=== Task inputs ===

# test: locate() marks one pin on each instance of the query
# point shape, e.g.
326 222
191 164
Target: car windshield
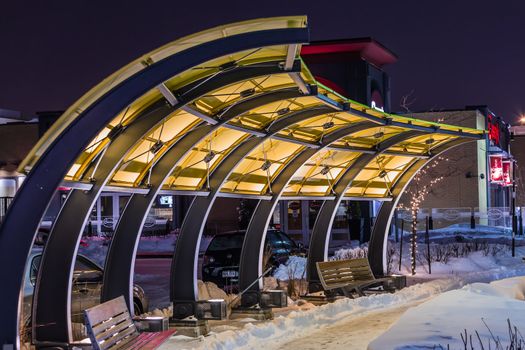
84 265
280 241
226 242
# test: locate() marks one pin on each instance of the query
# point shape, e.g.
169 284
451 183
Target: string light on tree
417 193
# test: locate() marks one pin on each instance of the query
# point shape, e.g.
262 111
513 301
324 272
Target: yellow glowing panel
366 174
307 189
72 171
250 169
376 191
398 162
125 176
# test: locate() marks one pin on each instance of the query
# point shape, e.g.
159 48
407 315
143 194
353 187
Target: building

===
=== Task inputs ===

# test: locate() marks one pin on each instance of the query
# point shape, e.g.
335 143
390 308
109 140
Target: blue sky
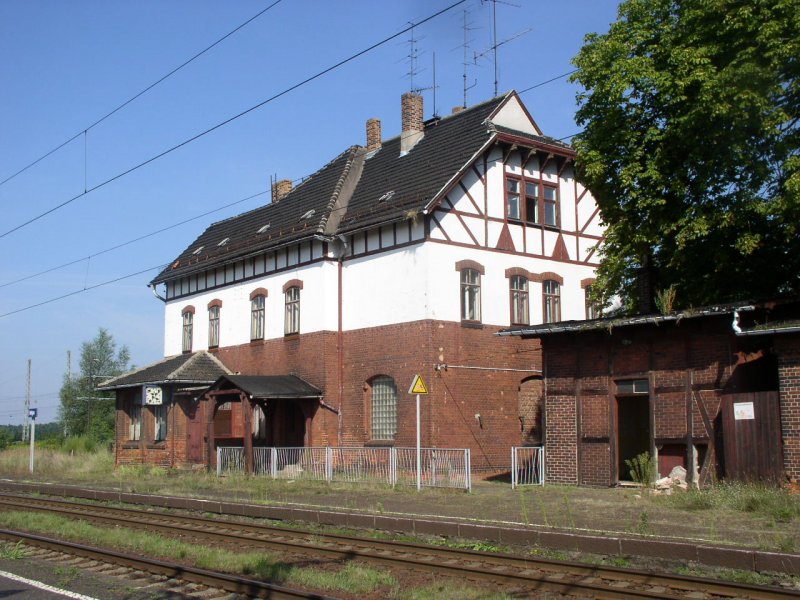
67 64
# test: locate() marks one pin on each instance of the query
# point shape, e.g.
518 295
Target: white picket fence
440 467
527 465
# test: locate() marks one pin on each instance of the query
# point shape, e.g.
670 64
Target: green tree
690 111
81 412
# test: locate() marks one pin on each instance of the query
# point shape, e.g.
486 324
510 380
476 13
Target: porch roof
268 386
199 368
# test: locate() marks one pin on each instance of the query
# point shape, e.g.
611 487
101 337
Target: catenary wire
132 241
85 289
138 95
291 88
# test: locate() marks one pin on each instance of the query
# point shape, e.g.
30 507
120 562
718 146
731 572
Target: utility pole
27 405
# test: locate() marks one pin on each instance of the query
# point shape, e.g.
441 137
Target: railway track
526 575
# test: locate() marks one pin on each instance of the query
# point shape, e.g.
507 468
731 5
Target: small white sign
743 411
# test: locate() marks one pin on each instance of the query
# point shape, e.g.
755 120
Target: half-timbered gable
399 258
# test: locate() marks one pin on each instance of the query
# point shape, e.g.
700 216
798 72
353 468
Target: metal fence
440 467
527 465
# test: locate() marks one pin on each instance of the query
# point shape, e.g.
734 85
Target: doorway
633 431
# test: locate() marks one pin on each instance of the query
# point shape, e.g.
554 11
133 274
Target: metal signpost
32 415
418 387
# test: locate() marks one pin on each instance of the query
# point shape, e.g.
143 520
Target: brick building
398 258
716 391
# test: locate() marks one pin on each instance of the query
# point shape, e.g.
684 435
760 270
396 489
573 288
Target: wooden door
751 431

===
=== Task inputs ===

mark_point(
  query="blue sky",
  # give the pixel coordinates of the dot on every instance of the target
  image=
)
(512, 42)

===

Task instructions
Send back exactly the lines of the listing above starting at the one with "Target: string light on tree" and ending at the one with "Target: building", inclusive, and no others.

Worked solution
Target: string light on tree
417 193
# test: locate() marks one pin on each instance of the query
# point shape, e.g.
262 111
513 301
324 272
Target: yellow glowing panel
366 174
307 189
72 171
250 169
376 191
398 162
125 176
# test: locate() marks one pin on each instance of the query
# point shape, e.g.
159 48
407 315
143 194
353 187
Target: building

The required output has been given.